**ACTION ITEM**.
Output exactly the lines between the one holding "Pick out a point on every instance of the bridge" and the last line of the data below, both of those lines included.

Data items
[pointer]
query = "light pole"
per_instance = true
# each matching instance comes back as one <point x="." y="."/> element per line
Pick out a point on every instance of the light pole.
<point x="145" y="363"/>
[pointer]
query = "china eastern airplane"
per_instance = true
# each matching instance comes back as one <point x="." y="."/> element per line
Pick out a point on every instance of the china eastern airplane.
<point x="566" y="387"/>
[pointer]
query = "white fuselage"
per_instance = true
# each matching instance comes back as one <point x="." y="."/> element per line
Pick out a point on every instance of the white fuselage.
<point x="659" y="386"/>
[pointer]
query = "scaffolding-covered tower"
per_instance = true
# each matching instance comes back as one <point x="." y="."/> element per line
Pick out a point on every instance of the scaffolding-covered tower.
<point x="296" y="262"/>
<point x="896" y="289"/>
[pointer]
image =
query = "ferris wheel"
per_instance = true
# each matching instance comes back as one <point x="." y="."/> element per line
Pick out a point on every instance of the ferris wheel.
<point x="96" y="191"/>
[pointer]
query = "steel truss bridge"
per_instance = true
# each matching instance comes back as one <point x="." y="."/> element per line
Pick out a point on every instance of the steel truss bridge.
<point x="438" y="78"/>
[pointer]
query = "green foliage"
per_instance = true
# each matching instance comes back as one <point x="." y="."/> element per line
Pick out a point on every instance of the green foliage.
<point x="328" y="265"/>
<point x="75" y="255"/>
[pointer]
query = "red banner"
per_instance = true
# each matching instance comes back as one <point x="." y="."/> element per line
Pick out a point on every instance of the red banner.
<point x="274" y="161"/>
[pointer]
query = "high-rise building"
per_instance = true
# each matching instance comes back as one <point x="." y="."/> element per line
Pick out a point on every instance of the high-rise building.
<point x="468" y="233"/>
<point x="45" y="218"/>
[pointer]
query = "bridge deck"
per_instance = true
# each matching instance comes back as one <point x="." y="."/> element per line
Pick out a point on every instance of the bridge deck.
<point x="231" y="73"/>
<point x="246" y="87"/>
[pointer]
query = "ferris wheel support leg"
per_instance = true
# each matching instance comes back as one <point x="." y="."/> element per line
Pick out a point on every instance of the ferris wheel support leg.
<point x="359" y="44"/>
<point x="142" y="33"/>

**WRITTEN ANSWER**.
Pick out a point on every instance of the bridge deck.
<point x="231" y="73"/>
<point x="246" y="87"/>
[pointer]
query = "ferris wheel support leg"
per_instance = true
# each matching instance comes back as one <point x="." y="."/> element per line
Pick out a point on every instance of the ferris wheel support leg.
<point x="359" y="44"/>
<point x="142" y="33"/>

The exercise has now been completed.